═════ Records ═════

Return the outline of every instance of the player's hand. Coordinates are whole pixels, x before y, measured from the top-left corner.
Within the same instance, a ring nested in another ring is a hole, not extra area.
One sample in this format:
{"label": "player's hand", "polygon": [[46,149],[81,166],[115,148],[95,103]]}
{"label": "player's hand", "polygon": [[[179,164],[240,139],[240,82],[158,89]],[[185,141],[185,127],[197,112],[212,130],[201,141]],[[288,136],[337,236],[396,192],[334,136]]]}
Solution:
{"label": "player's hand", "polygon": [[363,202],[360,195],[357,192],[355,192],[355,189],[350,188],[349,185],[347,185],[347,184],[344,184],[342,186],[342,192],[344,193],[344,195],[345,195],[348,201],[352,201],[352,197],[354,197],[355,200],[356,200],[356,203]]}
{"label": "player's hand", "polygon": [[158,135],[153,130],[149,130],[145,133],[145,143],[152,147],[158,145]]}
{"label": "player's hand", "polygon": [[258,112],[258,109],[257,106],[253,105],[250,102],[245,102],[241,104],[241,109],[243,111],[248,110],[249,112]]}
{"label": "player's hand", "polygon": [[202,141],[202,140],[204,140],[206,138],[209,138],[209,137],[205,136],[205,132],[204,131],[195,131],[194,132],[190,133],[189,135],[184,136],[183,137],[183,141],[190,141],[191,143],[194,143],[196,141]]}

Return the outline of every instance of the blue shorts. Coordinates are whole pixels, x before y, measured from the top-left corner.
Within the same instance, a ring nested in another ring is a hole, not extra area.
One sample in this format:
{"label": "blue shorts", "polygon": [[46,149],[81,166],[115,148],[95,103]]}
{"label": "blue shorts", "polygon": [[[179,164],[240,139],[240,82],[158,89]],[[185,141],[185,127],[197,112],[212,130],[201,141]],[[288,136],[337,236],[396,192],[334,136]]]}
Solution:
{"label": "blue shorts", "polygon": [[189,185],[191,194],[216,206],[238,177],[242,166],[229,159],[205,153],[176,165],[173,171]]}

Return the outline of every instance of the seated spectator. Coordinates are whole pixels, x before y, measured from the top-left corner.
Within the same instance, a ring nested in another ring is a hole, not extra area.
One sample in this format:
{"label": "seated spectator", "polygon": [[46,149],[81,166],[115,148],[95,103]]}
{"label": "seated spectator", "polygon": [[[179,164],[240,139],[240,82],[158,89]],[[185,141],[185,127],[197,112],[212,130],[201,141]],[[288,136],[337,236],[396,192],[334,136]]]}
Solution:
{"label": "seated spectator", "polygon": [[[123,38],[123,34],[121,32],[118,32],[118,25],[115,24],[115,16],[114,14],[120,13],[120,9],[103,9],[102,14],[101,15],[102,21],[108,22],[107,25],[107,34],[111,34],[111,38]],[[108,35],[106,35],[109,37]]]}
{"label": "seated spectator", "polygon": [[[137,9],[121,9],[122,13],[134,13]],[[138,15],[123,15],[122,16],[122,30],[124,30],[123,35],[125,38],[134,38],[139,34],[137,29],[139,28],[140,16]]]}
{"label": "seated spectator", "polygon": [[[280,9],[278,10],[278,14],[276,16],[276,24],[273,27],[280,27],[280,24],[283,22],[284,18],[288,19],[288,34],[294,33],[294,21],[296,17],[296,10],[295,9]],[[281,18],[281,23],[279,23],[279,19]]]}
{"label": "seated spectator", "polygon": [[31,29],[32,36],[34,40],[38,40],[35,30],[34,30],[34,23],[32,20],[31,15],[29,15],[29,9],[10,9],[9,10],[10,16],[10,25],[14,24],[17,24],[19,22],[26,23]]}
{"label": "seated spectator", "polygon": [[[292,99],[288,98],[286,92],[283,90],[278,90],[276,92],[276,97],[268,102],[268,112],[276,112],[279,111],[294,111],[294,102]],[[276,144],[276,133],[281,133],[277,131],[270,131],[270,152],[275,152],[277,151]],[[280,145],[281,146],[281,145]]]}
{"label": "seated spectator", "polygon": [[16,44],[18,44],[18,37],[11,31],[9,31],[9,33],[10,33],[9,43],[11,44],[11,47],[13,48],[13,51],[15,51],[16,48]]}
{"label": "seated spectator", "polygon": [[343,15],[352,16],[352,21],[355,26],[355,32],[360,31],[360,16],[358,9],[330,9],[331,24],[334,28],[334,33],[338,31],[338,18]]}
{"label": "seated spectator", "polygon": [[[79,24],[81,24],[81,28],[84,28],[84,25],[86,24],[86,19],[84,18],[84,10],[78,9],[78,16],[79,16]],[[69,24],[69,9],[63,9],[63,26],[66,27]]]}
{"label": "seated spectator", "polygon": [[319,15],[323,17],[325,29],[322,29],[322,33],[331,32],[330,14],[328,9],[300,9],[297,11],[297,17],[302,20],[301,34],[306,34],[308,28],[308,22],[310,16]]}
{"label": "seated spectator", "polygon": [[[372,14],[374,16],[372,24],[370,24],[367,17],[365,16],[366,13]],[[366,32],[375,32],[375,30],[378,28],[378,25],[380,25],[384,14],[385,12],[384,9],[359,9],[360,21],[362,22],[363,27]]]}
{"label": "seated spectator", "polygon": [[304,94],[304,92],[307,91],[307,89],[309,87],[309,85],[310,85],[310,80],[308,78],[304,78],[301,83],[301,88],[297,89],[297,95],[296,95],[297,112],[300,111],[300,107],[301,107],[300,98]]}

═════

> [Brief]:
Transcribe the data. Leave every line exactly as it is.

> [Solution for this problem]:
Return the outline of every instance of the player's hand. Coordinates are whole pixels, x before y, measured from the top-left corner.
Within the same instance, a ring nested in another ring is a hole, not extra area.
One sample in this format:
{"label": "player's hand", "polygon": [[46,149],[81,166],[115,148],[95,103]]}
{"label": "player's hand", "polygon": [[[179,164],[240,139],[240,82],[158,89]],[[185,141],[185,127],[197,112],[212,130],[201,141]],[[288,136],[337,236],[396,192],[334,136]]]}
Solution:
{"label": "player's hand", "polygon": [[363,202],[360,195],[357,192],[355,192],[355,189],[350,188],[349,185],[347,185],[347,184],[344,184],[342,186],[342,192],[344,193],[344,195],[345,195],[348,201],[352,201],[352,197],[354,197],[355,200],[356,200],[356,203]]}
{"label": "player's hand", "polygon": [[158,135],[153,130],[149,130],[145,133],[145,143],[152,147],[158,145]]}
{"label": "player's hand", "polygon": [[258,112],[258,109],[257,106],[253,105],[250,102],[245,102],[241,104],[241,109],[243,111],[248,110],[249,112]]}
{"label": "player's hand", "polygon": [[202,141],[202,140],[204,140],[206,138],[209,138],[209,137],[205,136],[205,132],[204,131],[195,131],[194,132],[190,133],[189,135],[184,136],[183,137],[183,141],[190,141],[191,143],[194,143],[196,141]]}

Return the outline of every instance of the blue shorts. Coordinates are whole pixels, x before y, measured from the top-left corner.
Within the same instance, a ring nested in another ring is a hole, not extra area.
One sample in this format:
{"label": "blue shorts", "polygon": [[46,149],[81,166],[115,148],[95,103]]}
{"label": "blue shorts", "polygon": [[[179,164],[240,139],[240,82],[158,89]],[[185,141],[185,127],[197,112],[212,130],[201,141]],[[288,136],[337,236],[396,192],[334,136]]]}
Solution:
{"label": "blue shorts", "polygon": [[189,185],[191,194],[216,206],[238,177],[242,166],[229,159],[205,153],[176,165],[173,171]]}

Return the outline of every instance of the seated spectator. Coordinates are whole pixels, x before y, measured from the top-left corner.
Within the same instance, a ring nested in another ring is a hole, not extra area.
One sample in this format:
{"label": "seated spectator", "polygon": [[46,149],[81,166],[115,148],[95,103]]}
{"label": "seated spectator", "polygon": [[[179,164],[240,139],[240,82],[158,89]],[[185,141],[185,127],[197,112],[212,130],[201,141]],[[288,136],[337,236],[396,192],[334,136]]]}
Solution:
{"label": "seated spectator", "polygon": [[[123,38],[123,34],[121,32],[118,32],[118,25],[115,24],[115,16],[114,14],[120,13],[120,9],[103,9],[102,14],[101,15],[102,21],[108,22],[107,25],[107,34],[111,34],[111,38]],[[108,35],[106,35],[109,37]]]}
{"label": "seated spectator", "polygon": [[[137,9],[121,9],[122,13],[134,13]],[[138,15],[123,15],[122,16],[122,30],[124,30],[123,35],[125,38],[134,38],[139,34],[137,29],[139,28],[140,16]]]}
{"label": "seated spectator", "polygon": [[[280,9],[278,10],[278,14],[276,16],[276,24],[273,27],[280,27],[280,24],[283,22],[284,18],[288,19],[288,34],[294,33],[294,21],[296,17],[296,10],[295,9]],[[281,18],[281,23],[279,23],[279,19]]]}
{"label": "seated spectator", "polygon": [[31,29],[32,36],[34,40],[38,40],[35,30],[34,30],[34,23],[32,20],[31,15],[29,15],[29,9],[10,9],[9,10],[10,16],[10,25],[14,24],[17,24],[19,22],[26,23]]}
{"label": "seated spectator", "polygon": [[[292,99],[288,98],[286,92],[283,90],[278,90],[276,92],[276,97],[268,102],[268,112],[276,112],[279,111],[294,111],[294,102]],[[276,144],[276,133],[281,133],[277,131],[270,131],[270,152],[275,152],[277,151]],[[280,145],[281,146],[281,145]]]}
{"label": "seated spectator", "polygon": [[16,44],[18,44],[18,37],[11,31],[9,31],[9,33],[10,33],[9,43],[11,44],[11,47],[13,48],[13,51],[15,51],[16,48]]}
{"label": "seated spectator", "polygon": [[343,15],[352,16],[352,21],[355,26],[355,32],[360,31],[360,16],[358,9],[330,9],[331,24],[334,28],[334,33],[338,31],[338,18]]}
{"label": "seated spectator", "polygon": [[[79,24],[81,24],[81,28],[84,28],[84,25],[86,24],[86,19],[84,18],[84,10],[78,9],[78,16],[79,16]],[[69,24],[69,9],[63,9],[63,26],[66,27]]]}
{"label": "seated spectator", "polygon": [[319,15],[323,17],[325,29],[322,29],[322,33],[331,32],[330,14],[328,9],[300,9],[297,11],[297,17],[302,20],[301,34],[306,34],[308,28],[308,22],[310,16]]}
{"label": "seated spectator", "polygon": [[[372,14],[374,16],[372,24],[370,24],[367,17],[365,16],[366,13]],[[366,32],[375,32],[375,30],[378,28],[378,25],[380,25],[384,14],[385,12],[384,9],[359,9],[360,21],[362,22],[363,27]]]}
{"label": "seated spectator", "polygon": [[304,94],[304,92],[307,91],[307,89],[309,87],[309,85],[310,85],[310,80],[308,78],[304,78],[301,83],[301,88],[297,89],[297,95],[296,95],[297,112],[300,111],[300,107],[301,107],[300,98]]}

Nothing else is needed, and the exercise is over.